Text:
# jdm headlights



## ccroaddog (Jun 20, 2002)

these lights are off the jap version lucino which are H4 bulbs and should bolt right in http://www.sr20deforum.com/showthread.php?threadid=23922&highlight=lucino ( they should be down the page a little) i really want these projectors more than the ones u can get over here









and this is something to look at too. the new VE engines. 

http://www.sr20deforum.com/showthread.php?threadid=18317

http://asia.vtec.net/side/ek9vzr/


----------



## JZK316 (Sep 18, 2002)

Those are tight. Yeah I too would much rather have those then the ones we have over here.


----------



## nitestridar (Jun 29, 2002)

the grill is nice...


----------



## Psch91 (May 18, 2002)

Wow, I like that one car a lot, with the 3 space bumper and that grill and the hoodscoop and the lights and all that, WOW


----------



## ccroaddog (Jun 20, 2002)

if you look closer u can tell that it is a right side driver too.. im really impressed by the new VE engines that work like vtec but still respond to bolt ons better. i think instead of doing a turbo engine i might do VE instead due to the long run use. but i want to know if someguy in the states is getting these headlights cause i havent seen any around yet


----------



## ccroaddog (Jun 20, 2002)

i found this too.. i want the projectors clear corners and grill and bumper
http://www.nissan.co.jp/COMPASS/LUCINO_NEW/htmls/car2/car-large.html


----------



## MP2050 (May 1, 2002)

Damn I cant get the first set of pics...But I see the Blue Lucino---I would take that whole front end too!!!


----------



## andre (Apr 30, 2002)

Thats the same headlight I have...its just black. And it has a cover on it....like a eyelid. I wanted to do mine like that...but I dont have a spare set to use while these are out.


----------



## G_Funk013 (Jul 9, 2002)

I want that grill, and the lights, and the whole car.


----------



## LIUSPEED (May 29, 2002)

it looks like the G20 headlights now.. the G20 headlight and turn signals. the ones on the new ones the 2000 and above G20.


----------



## MP2050 (May 1, 2002)

Tasks and exercises:
1/ In the thread on JDM headlights, what kind of bulbs does ccroaddog say the Japanese-version Lucino lights use?
2/ Retype the part of the JDM headlights thread that starts at the words "## JZK316 (Sep" and ends after "(Jun 29, 2002)".
3/ Write what comes next in the forum thread on JDM headlights, picking up after its last line.
The records aren't needed for any of this.

(Object outline annotations)
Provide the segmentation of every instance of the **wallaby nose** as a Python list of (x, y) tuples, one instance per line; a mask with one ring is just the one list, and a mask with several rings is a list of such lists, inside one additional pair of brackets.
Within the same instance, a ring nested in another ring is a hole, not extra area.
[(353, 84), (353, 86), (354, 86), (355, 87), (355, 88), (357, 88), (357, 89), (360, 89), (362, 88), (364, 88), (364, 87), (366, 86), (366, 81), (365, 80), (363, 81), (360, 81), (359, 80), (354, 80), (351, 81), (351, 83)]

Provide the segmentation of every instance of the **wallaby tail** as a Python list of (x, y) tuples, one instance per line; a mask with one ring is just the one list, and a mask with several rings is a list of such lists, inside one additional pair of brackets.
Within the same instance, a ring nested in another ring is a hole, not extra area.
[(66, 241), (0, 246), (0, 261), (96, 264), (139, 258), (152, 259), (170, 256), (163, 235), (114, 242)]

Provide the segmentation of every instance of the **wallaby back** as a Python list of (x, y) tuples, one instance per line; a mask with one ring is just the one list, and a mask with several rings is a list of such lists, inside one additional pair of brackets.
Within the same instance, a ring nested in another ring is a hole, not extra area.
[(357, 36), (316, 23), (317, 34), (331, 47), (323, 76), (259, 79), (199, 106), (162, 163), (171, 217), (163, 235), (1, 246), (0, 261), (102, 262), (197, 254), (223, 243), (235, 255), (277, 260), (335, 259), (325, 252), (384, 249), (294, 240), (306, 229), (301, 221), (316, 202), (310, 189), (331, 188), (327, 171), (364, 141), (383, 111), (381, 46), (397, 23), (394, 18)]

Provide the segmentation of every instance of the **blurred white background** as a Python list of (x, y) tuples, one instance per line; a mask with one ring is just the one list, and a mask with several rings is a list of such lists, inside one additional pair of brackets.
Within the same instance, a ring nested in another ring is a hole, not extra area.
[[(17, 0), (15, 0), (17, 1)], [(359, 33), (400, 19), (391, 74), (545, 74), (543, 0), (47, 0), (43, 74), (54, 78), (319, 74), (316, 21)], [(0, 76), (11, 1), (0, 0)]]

Responses to the exercise:
1/ H4 bulbs.

2/
## JZK316 (Sep 18, 2002)

Those are tight. Yeah I too would much rather have those then the ones we have over here.


----------



## nitestridar (Jun 29, 2002)

3/
LIUSPEED said:


> *it looks like the G20 headlights now.. the G20 headlight and turn signals. the ones on the new ones the 2000 and above G20. *


Yeah thats exactly wut I was thinking....It looks alot like the G20 heads--the new 02s come with a black housing just like that..

I love it....that looks real GOOD!!!

Andre where did u Get these? Are those the crystal heads from NIs-Knacks???


----------



## Ninety-Nine SE-L (May 5, 2002)

andre, where did you get yours?


----------



## G_Funk013 (Jul 9, 2002)

1997 GA16DE said:


> *andre, where did you get yours? *


And how much were they?


----------



## LIUSPEED (May 29, 2002)

i think he pulled if off a website from australia.


----------



## Ninety-Nine SE-L (May 5, 2002)

oh also, andre, those pulsar headlamps (pic above) are a bit more rounded on the inside top. do they fit ok? is there any gap?


----------



## andre (Apr 30, 2002)

Mine are the Nis-Knacks ones. You are right 1997ga16de, those are different...rounded on the top, even without the eyebrows. Those specific ones would leave a gap.


----------



## LIUSPEED (May 29, 2002)

speaking on Nis Knacks.. are they still in business? 
last time i heard they went out of business.


----------



## sethwas (Apr 30, 2002)

Hmm...
Well about 4 weeks ago I mailordered some stealth corners from them and they came last week, so I doubt they are out of business.

Seth


----------



## LIUSPEED (May 29, 2002)

hmm... 

i was wondering if that G20 1 peice will fit on my car. if it will fit with small grill modification them i might get those with HID's


----------



## MP2050 (May 1, 2002)

A G20 head will fit with sum slight modification...I saw it on a 200sx already...

Im still considering it but I dunno if it would be worth it. Id get the new 02 ones that come with a black housing.


----------



## Ninety-Nine SE-L (May 5, 2002)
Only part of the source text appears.